[START PAGE EXTRACT]

The album kicks off with an introduction, which is a Koda Kumi staple at this point, and it was the usual trash. So many of these intros on Kumi albums sound the same. It would be nice if Kumi actually themed them around the titles and vibes of her albums. Then again, rarely do her albums have one vibe, even though the album cover may signify it has a specific direction.

HENNYWAY.

There was an immediate shift after the intro. Like…a very clear shift. “Heaven’s Door” sounded really good. “Tokio” sounded great. The quality of these songs was so good to the point that I said ‘These have to be covers’. And lo and behold, they were.

Unicorn is a hybrid album of covers and original material.

A shot of Koda Kumi from the Unicorn album shoot. Featuring Kumi in close-up against a pink backdrop, with her hair styled in two buns and glitter eye makeup.
Koda Kumi – Unicorn | Avex Music Creative Inc.

I have long said that Kumi’s best albums are Eternity ~Love & Songs~ and Color the Cover. And one of Kumi’s best singles over the past few years was last year’s “Tooi Machi no Dokoka de…”. And I guess Kumi stops by here and runs Google Translate on my shit, because she went and put a bunch of covers on an album. HOWEVER. Unicorn taking a 50/50 approach does not work. Whilst the inclusion of covers is a good idea in theory, the original songs are collectively so…not good, that they drag the entire album down. The quality of the covers on Unicorn in conjunction with Kumi’s track record of delivering great covers, leads me to believe that were Unicorn just an album of covers, it would’ve been good. So this hybrid approach robbed Kumi of delivering a hat trick of great cover albums. One thing Kumi is gonna do is sabotage her own shit. She’s like that meme of the man on the bicycle.

[END PAGE EXTRACT]

Continue the review of Koda Kumi's album Unicorn, picking up right after its last sentence.

[START COLLECTED DATA]

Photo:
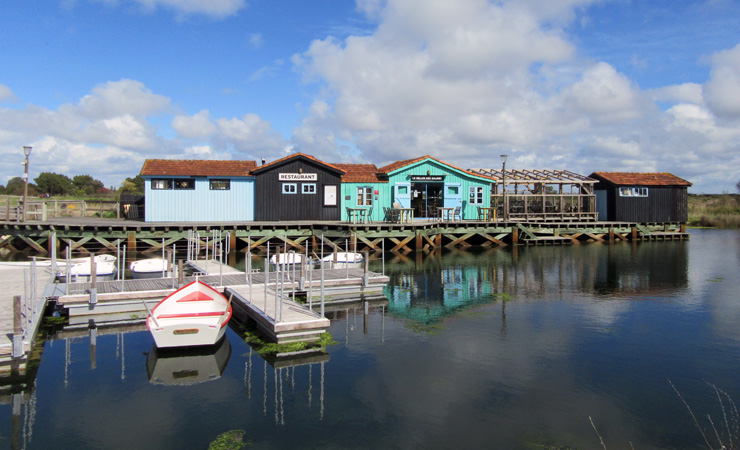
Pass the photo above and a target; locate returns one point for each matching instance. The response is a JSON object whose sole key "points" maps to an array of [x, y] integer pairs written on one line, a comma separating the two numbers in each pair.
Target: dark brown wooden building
{"points": [[641, 197], [297, 187]]}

[END COLLECTED DATA]

REPLY —
The original material on Unicorn is not a complete Yamanote line wreck. But it’s all so bland and is more of what Kumi has been giving us for far too long now. Chaotic production. Flat mixing. An overuse of auto-tune which adds nothing creatively. Shout-singing. No melody. Just messy and forgettable songs. And they don’t sit alongside the covers in a way which makes this album feel like it was ever intended to be a hybrid album. The only original song on this thing which is of a quality which comes close to that of the covers is “Silence”. Everything else is bloody awful. This album feels like it was slapdashed together because Kumi had a bunch of these original songs floating around, none of which got physical releases. And Avex said ‘We need to put them on an album’. But Kumi said ‘I’m on tour, I ain’t got time to write anything new for an album right now’. So we ended up with a bunch of covers. And THAT was the album.

A shot of Koda Kumi from the Unicorn album shoot. Featuring Kumi in close-up against a pink backdrop, wearing a black sheer top and long acrylic nails.
Koda Kumi – Unicorn | Avex Music Creative Inc.

Unicorn is one of Kumi’s shortest albums — featuring a lean eleven songs, including the intro. Avex seems to be enforcing stricter budgets on studio time, as Ayumi Hamasaki’s albums are also far leaner than they used to be. And with the money that they had to pay out for Kumi’s covers, the album budget probably got eaten up real fast, which is more-than-likely why Kumi is out here touring non-stop to make that coin. But Unicorn being short isn’t the problem here. The problem is what has long been an issue with Kumi’s releases — too constant, too frequent and never truly considered.

Kumi’s always been super loose and occasionally unconventional with her single releases. After all, her 12 Singles Project is what really helped put her on the map in a big way and cement her place in J-pop. And what did Avex do with these singles? They put them all on a ‘Best’ album. But even by Kumi and Avex’s questionable standards, Unicorn feels strange in the same way that Hamasaki’s Remember You felt strange, in that it should have been packaged differently. Remember Me and Unicorn both should have been Best albums.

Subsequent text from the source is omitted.